**Material for the task:**
☆ ☆ ☆ ☆

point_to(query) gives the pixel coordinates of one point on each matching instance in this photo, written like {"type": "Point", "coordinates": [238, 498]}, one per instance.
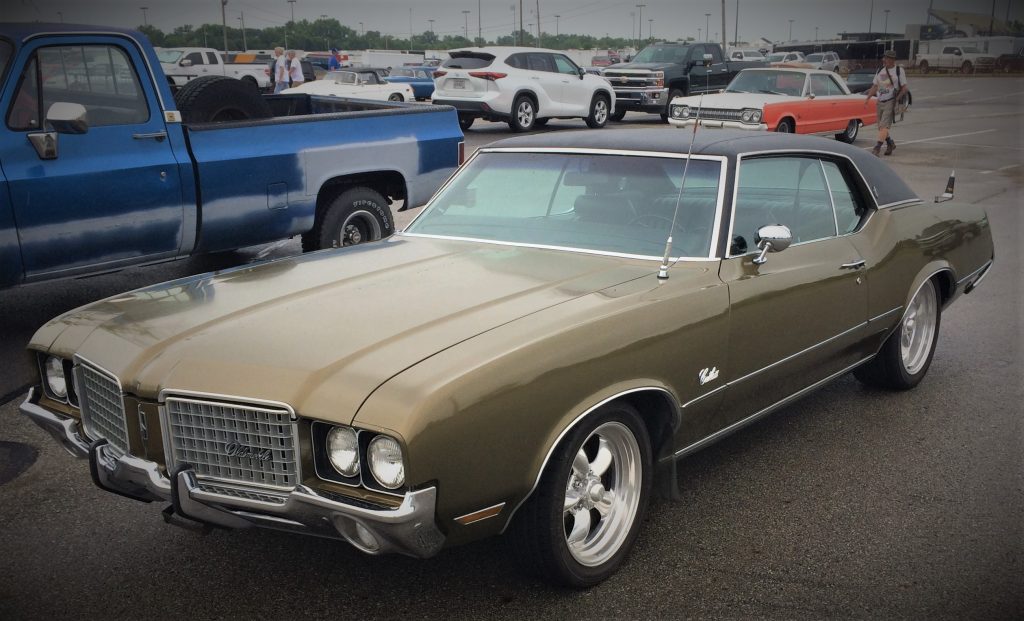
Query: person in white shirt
{"type": "Point", "coordinates": [294, 70]}
{"type": "Point", "coordinates": [890, 85]}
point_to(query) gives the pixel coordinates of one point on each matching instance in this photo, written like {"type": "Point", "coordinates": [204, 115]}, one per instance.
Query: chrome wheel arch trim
{"type": "Point", "coordinates": [677, 416]}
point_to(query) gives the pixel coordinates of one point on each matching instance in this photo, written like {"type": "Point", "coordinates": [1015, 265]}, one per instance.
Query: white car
{"type": "Point", "coordinates": [523, 86]}
{"type": "Point", "coordinates": [355, 83]}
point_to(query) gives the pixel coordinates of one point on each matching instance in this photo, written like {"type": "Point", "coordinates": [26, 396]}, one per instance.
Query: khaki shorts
{"type": "Point", "coordinates": [887, 111]}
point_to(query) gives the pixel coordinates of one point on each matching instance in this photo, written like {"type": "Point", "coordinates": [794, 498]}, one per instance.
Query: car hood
{"type": "Point", "coordinates": [323, 331]}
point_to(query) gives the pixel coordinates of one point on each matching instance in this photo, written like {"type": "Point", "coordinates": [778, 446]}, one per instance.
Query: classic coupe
{"type": "Point", "coordinates": [569, 316]}
{"type": "Point", "coordinates": [790, 100]}
{"type": "Point", "coordinates": [361, 83]}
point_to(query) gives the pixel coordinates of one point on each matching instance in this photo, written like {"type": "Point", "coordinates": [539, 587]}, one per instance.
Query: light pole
{"type": "Point", "coordinates": [640, 19]}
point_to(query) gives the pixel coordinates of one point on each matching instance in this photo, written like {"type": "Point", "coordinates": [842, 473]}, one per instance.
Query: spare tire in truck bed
{"type": "Point", "coordinates": [214, 98]}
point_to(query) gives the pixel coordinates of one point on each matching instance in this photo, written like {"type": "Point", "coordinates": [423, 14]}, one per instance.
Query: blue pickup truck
{"type": "Point", "coordinates": [101, 167]}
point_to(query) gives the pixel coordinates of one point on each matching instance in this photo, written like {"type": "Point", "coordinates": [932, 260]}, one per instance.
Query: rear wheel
{"type": "Point", "coordinates": [584, 518]}
{"type": "Point", "coordinates": [906, 355]}
{"type": "Point", "coordinates": [523, 114]}
{"type": "Point", "coordinates": [848, 136]}
{"type": "Point", "coordinates": [598, 113]}
{"type": "Point", "coordinates": [355, 216]}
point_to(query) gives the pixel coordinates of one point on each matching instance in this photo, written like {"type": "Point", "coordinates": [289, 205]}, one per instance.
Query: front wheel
{"type": "Point", "coordinates": [598, 113]}
{"type": "Point", "coordinates": [586, 513]}
{"type": "Point", "coordinates": [848, 136]}
{"type": "Point", "coordinates": [906, 355]}
{"type": "Point", "coordinates": [355, 216]}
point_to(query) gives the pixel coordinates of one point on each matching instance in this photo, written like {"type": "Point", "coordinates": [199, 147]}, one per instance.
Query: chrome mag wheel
{"type": "Point", "coordinates": [602, 494]}
{"type": "Point", "coordinates": [918, 329]}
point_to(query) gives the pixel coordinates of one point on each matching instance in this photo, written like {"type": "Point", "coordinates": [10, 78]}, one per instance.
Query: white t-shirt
{"type": "Point", "coordinates": [889, 81]}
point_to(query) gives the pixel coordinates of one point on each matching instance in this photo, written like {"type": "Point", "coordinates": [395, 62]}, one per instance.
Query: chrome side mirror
{"type": "Point", "coordinates": [773, 238]}
{"type": "Point", "coordinates": [65, 117]}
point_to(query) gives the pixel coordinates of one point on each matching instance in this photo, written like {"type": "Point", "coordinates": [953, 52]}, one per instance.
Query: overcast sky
{"type": "Point", "coordinates": [672, 18]}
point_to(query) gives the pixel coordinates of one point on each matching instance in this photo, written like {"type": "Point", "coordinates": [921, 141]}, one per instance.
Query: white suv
{"type": "Point", "coordinates": [523, 86]}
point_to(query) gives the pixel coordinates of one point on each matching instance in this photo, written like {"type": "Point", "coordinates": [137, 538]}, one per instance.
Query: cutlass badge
{"type": "Point", "coordinates": [708, 375]}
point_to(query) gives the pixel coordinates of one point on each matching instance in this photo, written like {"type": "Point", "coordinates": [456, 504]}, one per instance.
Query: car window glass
{"type": "Point", "coordinates": [847, 203]}
{"type": "Point", "coordinates": [787, 191]}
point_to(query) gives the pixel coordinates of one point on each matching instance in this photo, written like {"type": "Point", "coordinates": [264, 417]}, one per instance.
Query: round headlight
{"type": "Point", "coordinates": [343, 451]}
{"type": "Point", "coordinates": [55, 380]}
{"type": "Point", "coordinates": [385, 462]}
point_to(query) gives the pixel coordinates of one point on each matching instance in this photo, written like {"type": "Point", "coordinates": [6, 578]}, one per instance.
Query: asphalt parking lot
{"type": "Point", "coordinates": [852, 502]}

☆ ☆ ☆ ☆

**What you are asked to do:** Exclude all images and restate the records above word for word.

**Exercise solution:**
point_to(query) gives the pixel coordinates of one point on each matching instance in this photo, written like {"type": "Point", "coordinates": [238, 498]}, one per instance.
Query: person in white shirt
{"type": "Point", "coordinates": [294, 70]}
{"type": "Point", "coordinates": [890, 85]}
point_to(query) gives the pixel coordinates of one point on each matching instance in this photo, written like {"type": "Point", "coordinates": [204, 115]}, one per instance.
Query: chrome wheel arch trim
{"type": "Point", "coordinates": [677, 416]}
point_to(query) gives the pixel coordinates of one point on each matching instance in this photo, written like {"type": "Point", "coordinates": [1015, 265]}, one per instance.
Query: white car
{"type": "Point", "coordinates": [523, 86]}
{"type": "Point", "coordinates": [355, 83]}
point_to(query) gives the pixel coordinates of one point on each matching instance in this photo, written like {"type": "Point", "coordinates": [26, 396]}, one per instance.
Query: khaki shorts
{"type": "Point", "coordinates": [887, 111]}
point_to(query) gives the pixel coordinates of one point on each matching instance in this photo, written like {"type": "Point", "coordinates": [794, 498]}, one per instance.
Query: car hood
{"type": "Point", "coordinates": [323, 331]}
point_to(query) gives the pixel coordinates of one point on each matching instance in this photo, written like {"type": "Point", "coordinates": [778, 446]}, one per instance.
Query: classic coupe
{"type": "Point", "coordinates": [569, 316]}
{"type": "Point", "coordinates": [790, 100]}
{"type": "Point", "coordinates": [361, 83]}
point_to(query) gives the pixel coordinates of one point on each matching instance in this photo, written like {"type": "Point", "coordinates": [539, 587]}, one per instance.
Query: light pole
{"type": "Point", "coordinates": [640, 19]}
point_to(query) gives the pixel coordinates of one point on each matching instance in this photo, written like {"type": "Point", "coordinates": [842, 473]}, one per instance.
Query: spare tire in truck bed
{"type": "Point", "coordinates": [214, 98]}
point_to(query) gives the pixel coordinates of one point on each matching instance in this photo, written like {"type": "Point", "coordinates": [423, 14]}, one per instance.
Query: blue pickup truck
{"type": "Point", "coordinates": [101, 167]}
point_to(query) gives the pixel coordinates of one point on each matching instance in this photo, written like {"type": "Point", "coordinates": [932, 260]}, one per instance.
Query: rear wheel
{"type": "Point", "coordinates": [584, 518]}
{"type": "Point", "coordinates": [906, 355]}
{"type": "Point", "coordinates": [523, 114]}
{"type": "Point", "coordinates": [848, 136]}
{"type": "Point", "coordinates": [598, 113]}
{"type": "Point", "coordinates": [355, 216]}
point_to(query) gives the pixel coordinates of one point on each matching instance in this photo, written like {"type": "Point", "coordinates": [289, 205]}, one per instance.
Query: front wheel
{"type": "Point", "coordinates": [598, 113]}
{"type": "Point", "coordinates": [586, 513]}
{"type": "Point", "coordinates": [848, 136]}
{"type": "Point", "coordinates": [906, 355]}
{"type": "Point", "coordinates": [355, 216]}
point_to(query) gives the pixel coordinates of one point on each matching instance in this photo, written like {"type": "Point", "coordinates": [199, 147]}, one per instance.
Query: chrome mag wheel
{"type": "Point", "coordinates": [602, 494]}
{"type": "Point", "coordinates": [918, 329]}
point_to(query) gives the pixel coordinates of one point on each matching instance in this photo, written like {"type": "Point", "coordinates": [10, 78]}, one per instance.
Query: white t-shirt
{"type": "Point", "coordinates": [889, 81]}
point_to(query) gives the pixel coordinates of one point on each matching instance in this photo, written like {"type": "Point", "coordinates": [395, 62]}, one per instance.
Query: chrome side mirror
{"type": "Point", "coordinates": [773, 238]}
{"type": "Point", "coordinates": [65, 117]}
point_to(query) gives the pixel coordinates of one point on each matching instance in this photo, written like {"type": "Point", "coordinates": [953, 52]}, one per instance.
Query: overcast sky
{"type": "Point", "coordinates": [672, 18]}
point_to(query) gives the pixel coordinates of one point on each matching instance in this photo, written like {"type": "Point", "coordinates": [921, 141]}, one per instance.
Query: white suv
{"type": "Point", "coordinates": [523, 86]}
point_to(query) gives the pixel coordinates of one point on each matching instance in this photo, written like {"type": "Point", "coordinates": [137, 538]}, one per instance.
Query: cutlass badge
{"type": "Point", "coordinates": [708, 375]}
point_to(query) gives the pixel coordinates of one point on each matching instance in this photo, written like {"type": "Point", "coordinates": [456, 504]}, one per instance.
Query: car window glass
{"type": "Point", "coordinates": [847, 203]}
{"type": "Point", "coordinates": [787, 191]}
point_to(query) gives the pixel coordinates of one point on each matching instance in this photo, written like {"type": "Point", "coordinates": [264, 417]}, one per instance.
Query: round headlight
{"type": "Point", "coordinates": [343, 451]}
{"type": "Point", "coordinates": [55, 380]}
{"type": "Point", "coordinates": [385, 462]}
point_to(query) gives the pixel coordinates of one point on each matching instance in this photo, written like {"type": "Point", "coordinates": [6, 578]}, one per instance.
Query: asphalt parking lot
{"type": "Point", "coordinates": [852, 502]}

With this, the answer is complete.